• [Text extract]
----------------------------------------
(DEPRECATED) Apache Flink Mailing List archive.

Thoughts About Object Reuse and Collection Execution

Classic

List

Threaded

6 messages Options

Aljoscha Krettek-2

Thoughts About Object Reuse and Collection Execution

Hello Nation of Flink,
while figuring out this bug:
https://issues.apache.org/jira/browse/FLINK-1569
I came upon some difficulties. The problem is that the
KeyExtractorMappers always
return the same tuple. This is problematic, since Collection Execution
does simply store the returned values in a list. These elements are
not copied before they are stored when object reuse is enabled.
Therefore, the whole list will contain only that one reused element.

I see two options for solving this:
1. Change KeyExtractorMappers to always return a new tuple, thereby
making object-reuse mode in cluster execution useless for key
extractors.

2. Change collection execution mapper to always make copies of the
returned elements. This would make object-reuse in collection
execution pretty much obsolete, IMHO.

How should we proceed with this?

Cheers,
Aljoscha

Stephan Ewen

Re: Thoughts About Object Reuse and Collection Execution

I vote to have the key extractor return a new value each time. That means
that objects are not reused everywhere where it is possible, but still in
most places, which still helps.

What still puzzles me: I thought that the collection execution stores
copies of the returned records by default (reuse safe mode).
Am 27.02.2015 15:36 schrieb "Aljoscha Krettek" <[hidden email]>:

> Hello Nation of Flink,
> while figuring out this bug:
> https://issues.apache.org/jira/browse/FLINK-1569
> I came upon some difficulties. The problem is that the
> KeyExtractorMappers always
> return the same tuple. This is problematic, since Collection Execution
> does simply store the returned values in a list. These elements are
> not copied before they are stored when object reuse is enabled.
> Therefore, the whole list will contain only that one reused element.
>
> I see two options for solving this:
> 1. Change KeyExtractorMappers to always return a new tuple, thereby
> making object-reuse mode in cluster execution useless for key
> extractors.
>
> 2. Change collection execution mapper to always make copies of the
> returned elements. This would make object-reuse in collection
> execution pretty much obsolete, IMHO.
>
> How should we proceed with this?
>
> Cheers,
> Aljoscha
>

Ted Dunning

Re: Thoughts About Object Reuse and Collection Execution

This is going to have profound performance implications if this is the only
path for iteration.

On Fri, Feb 27, 2015 at 10:58 PM, Stephan Ewen <[hidden email]> wrote:

> I vote to have the key extractor return a new value each time. That means
> that objects are not reused everywhere where it is possible, but still in
> most places, which still helps.
>
> What still puzzles me: I thought that the collection execution stores
> copies of the returned records by default (reuse safe mode).
----------------------------------------
• [Excerpted records]
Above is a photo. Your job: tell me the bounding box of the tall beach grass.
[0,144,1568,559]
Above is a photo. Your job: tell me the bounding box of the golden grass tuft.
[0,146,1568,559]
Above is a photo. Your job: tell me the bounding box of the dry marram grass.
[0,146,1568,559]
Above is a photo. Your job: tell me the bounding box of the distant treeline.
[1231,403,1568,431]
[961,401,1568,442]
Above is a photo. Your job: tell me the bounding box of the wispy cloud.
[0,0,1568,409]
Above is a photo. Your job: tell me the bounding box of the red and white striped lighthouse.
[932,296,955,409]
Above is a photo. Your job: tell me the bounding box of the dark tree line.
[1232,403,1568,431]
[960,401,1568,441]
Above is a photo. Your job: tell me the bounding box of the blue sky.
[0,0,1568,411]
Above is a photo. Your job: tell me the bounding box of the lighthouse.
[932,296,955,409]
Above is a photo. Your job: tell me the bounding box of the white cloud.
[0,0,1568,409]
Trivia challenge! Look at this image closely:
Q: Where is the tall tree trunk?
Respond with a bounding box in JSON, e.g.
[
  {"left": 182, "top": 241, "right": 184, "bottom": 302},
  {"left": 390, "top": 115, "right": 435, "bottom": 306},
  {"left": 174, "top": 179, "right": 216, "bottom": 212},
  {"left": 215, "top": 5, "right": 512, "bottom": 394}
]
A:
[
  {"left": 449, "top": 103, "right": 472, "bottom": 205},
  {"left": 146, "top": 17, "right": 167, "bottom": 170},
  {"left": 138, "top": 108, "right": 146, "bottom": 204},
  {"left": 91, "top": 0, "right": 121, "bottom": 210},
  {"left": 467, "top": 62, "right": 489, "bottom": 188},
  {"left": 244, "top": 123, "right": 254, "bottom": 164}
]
----------------------------------------
• [What you need to do]
1. Reproduce the stretch of the object reuse thread from "Ted Dunning" through "path for iteration.".
2. Write what comes next in the mailing list thread on object reuse and collection execution, starting after its last line.
The items are separate from the mailing list thread on object reuse and stand apart from it.

• [Results of the tasks]
1.
Ted Dunning

Re: Thoughts About Object Reuse and Collection Execution

This is going to have profound performance implications if this is the only
path for iteration.

2.
> Am 27.02.2015 15:36 schrieb "Aljoscha Krettek" <[hidden email]>:
>
> > Hello Nation of Flink,
> > while figuring out this bug:
> > https://issues.apache.org/jira/browse/FLINK-1569
> > I came upon some difficulties. The problem is that the
> > KeyExtractorMappers always
> > return the same tuple. This is problematic, since Collection Execution
> > does simply store the returned values in a list. These elements are
> > not copied before they are stored when object reuse is enabled.
> > Therefore, the whole list will contain only that one reused element.
> >
> > I see two options for solving this:
> > 1. Change KeyExtractorMappers to always return a new tuple, thereby
> > making object-reuse mode in cluster execution useless for key
> > extractors.
> >
> > 2. Change collection execution mapper to always make copies of the
> > returned elements. This would make object-reuse in collection
> > execution pretty much obsolete, IMHO.
> >
> > How should we proceed with this?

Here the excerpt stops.